● **WORK TO BE COMPLETED**:
Return the full set of entries exactly. Omit none.

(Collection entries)
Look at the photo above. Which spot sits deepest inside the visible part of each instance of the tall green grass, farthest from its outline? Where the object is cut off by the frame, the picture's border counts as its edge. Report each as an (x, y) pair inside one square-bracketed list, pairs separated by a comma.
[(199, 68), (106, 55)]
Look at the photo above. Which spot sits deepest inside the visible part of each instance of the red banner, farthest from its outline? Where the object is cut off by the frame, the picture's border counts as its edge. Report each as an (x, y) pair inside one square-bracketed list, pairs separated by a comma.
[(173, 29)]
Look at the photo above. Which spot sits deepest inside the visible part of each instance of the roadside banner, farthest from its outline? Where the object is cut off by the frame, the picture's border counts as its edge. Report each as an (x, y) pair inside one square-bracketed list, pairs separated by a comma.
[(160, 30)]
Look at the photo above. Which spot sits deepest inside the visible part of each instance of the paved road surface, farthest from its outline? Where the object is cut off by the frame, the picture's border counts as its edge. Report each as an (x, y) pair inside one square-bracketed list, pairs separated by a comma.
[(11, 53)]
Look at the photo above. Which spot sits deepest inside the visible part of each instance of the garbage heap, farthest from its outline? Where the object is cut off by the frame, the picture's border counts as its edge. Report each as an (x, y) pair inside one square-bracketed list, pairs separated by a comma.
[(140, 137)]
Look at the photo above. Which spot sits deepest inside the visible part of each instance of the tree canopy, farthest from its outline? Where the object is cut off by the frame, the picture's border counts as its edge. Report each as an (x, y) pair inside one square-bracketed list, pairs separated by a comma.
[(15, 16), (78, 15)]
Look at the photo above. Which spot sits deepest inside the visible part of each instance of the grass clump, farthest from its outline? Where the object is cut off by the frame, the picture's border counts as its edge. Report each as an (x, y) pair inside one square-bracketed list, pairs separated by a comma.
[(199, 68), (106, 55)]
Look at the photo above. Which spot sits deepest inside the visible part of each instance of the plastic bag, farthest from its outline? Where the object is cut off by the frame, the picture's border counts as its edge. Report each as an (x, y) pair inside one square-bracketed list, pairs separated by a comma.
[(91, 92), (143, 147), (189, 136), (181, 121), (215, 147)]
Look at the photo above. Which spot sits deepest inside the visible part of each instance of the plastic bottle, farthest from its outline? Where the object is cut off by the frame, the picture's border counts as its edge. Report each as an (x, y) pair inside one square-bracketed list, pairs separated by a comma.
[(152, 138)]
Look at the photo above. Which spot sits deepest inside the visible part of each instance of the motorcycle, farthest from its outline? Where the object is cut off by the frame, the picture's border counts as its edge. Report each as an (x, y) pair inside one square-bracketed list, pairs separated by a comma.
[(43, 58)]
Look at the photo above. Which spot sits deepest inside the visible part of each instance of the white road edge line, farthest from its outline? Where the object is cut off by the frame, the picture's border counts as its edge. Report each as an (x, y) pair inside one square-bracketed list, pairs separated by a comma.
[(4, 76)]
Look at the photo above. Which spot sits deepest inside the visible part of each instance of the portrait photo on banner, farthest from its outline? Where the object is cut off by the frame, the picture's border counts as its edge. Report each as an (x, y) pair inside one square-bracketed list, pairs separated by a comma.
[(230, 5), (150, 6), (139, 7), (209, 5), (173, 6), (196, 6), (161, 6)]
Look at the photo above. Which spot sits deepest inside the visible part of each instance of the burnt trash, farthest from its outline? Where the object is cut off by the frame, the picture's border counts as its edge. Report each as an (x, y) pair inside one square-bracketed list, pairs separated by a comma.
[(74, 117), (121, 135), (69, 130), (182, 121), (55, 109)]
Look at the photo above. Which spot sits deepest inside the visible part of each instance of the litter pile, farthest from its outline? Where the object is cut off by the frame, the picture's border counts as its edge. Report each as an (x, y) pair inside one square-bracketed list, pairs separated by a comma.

● **ANSWER TO THE PROBLEM**:
Look at the photo above. Which spot sits deepest inside the visible part of each instance of the tall green grass, farthest from its outline? Where the object is cut off by the frame, the picture's border counts as its edge. Report each as an (x, y) pair inside one square-bracketed list, pairs separated by a comma.
[(199, 68), (106, 55)]
Look at the photo above. Which spot sits deepest inside the visible part of each instance of the red banner, farthest from its outline? Where the object is cut off by the frame, the picture's border counts as its edge. Report each as an (x, y) pair inside one square-bracketed list, pairs separated by a comma.
[(173, 29)]
Look at the photo above. Which spot sits deepest inside the visible part of each instance of the roadside banner, farthest from its outline? Where the object is cut off by the frame, the picture's border counts as its edge. Report each as an (x, y) pair inside one square-bracketed list, pairs separated by a comma.
[(160, 30)]
Look at the photo above. Which spot sits deepest inside the visible part of each instance of the paved road surface, farthest from its outline? Where the object is cut off by the frame, the picture's border counts as its edge. Report each as an (x, y) pair inside one square-bracketed list, pairs separated by a comma.
[(11, 53)]
Look at the photo above. Which spot sits deepest inside the visible part of each instance of the garbage heap, farthest from its outline? Where the object is cut off by the frame, the picture's border counts as its edge. Report each as an (x, y) pair inside one square-bracketed list, pairs separated by a comma.
[(140, 137)]
Look at the photo above. Which spot sits deepest inside the visible part of each instance of the tree canopy, farthest from its outline? Where the object is cut off by the frame, the picture's border counts as its edge. Report each as an (x, y) pair inside one square-bracketed list, pairs separated by a comma.
[(15, 16), (78, 15)]
Look at the photo above. Which spot sits deepest inside the visible part of each instance of the grass clump, farthest from its outline? Where the object is cut off by the frame, the picture's border counts as its edge. Report each as an (x, y) pair inside one square-bracketed list, pairs separated by a comma.
[(199, 68), (106, 55)]
Look at the photo above. Which spot sits deepest inside the visible part of each instance of the plastic bag, farthest from its outline? Where the object is cut off by the frame, the picture's border counts as its edge. Report each as an (x, y) pair inside one square-bracketed list, pairs separated by a comma.
[(91, 92), (143, 147), (189, 136), (181, 121), (215, 147)]
Look at the photo above. Which spot sits deepest inside the visible part of each instance of the plastic bottle, farthest from its outline? Where the object is cut off by the frame, the picture's border counts as its edge. Report each as an (x, y) pair inside one square-bracketed list, pairs separated by a comma.
[(152, 138)]
Look at the photo above. Which spot sits deepest inside the visible part of each instance of the motorcycle, farthest from its outline? Where the object is cut off by the frame, the picture's border counts as its edge. Report each as an (x, y) pair inside one square-bracketed list, pairs separated by a comma.
[(43, 58)]
Look at the photo above. Which spot sits deepest inside the visible part of each instance of the white road edge line, farthest from its outline? Where the object is cut off by the frame, the picture's border counts as its edge. Report each as an (x, y) pair inside one square-bracketed list, pairs separated by a comma.
[(4, 76)]
Look at the photo above. Which spot sits deepest inside the visible part of each instance of the portrait photo on banner, farthest from its outline? Where the object is cut off by the frame, the picture's border counts as its edge. Report each as an (x, y) pair inside one square-bracketed list, pairs separated by a comma.
[(230, 5), (150, 6), (139, 7), (209, 5), (173, 6), (196, 6), (161, 6)]
Look at the photo above. Which spot sits deepest inside the visible part of each instance of the burnt trash, farthest from its outline? Where the object is cut off by the frame, the picture's border counts as its edge. Report each as an (x, y) pair inside one square-bracketed list, pairs separated by a comma.
[(74, 117), (121, 135), (69, 130), (182, 121), (55, 109)]
Look at the photo above. Which spot sits deepest inside the visible part of each instance of the litter pile, farthest from its outline? Where the object is cut off by the frame, the picture's border counts as its edge. Report each as an (x, y) pair inside one square-bracketed list, pairs separated by a comma.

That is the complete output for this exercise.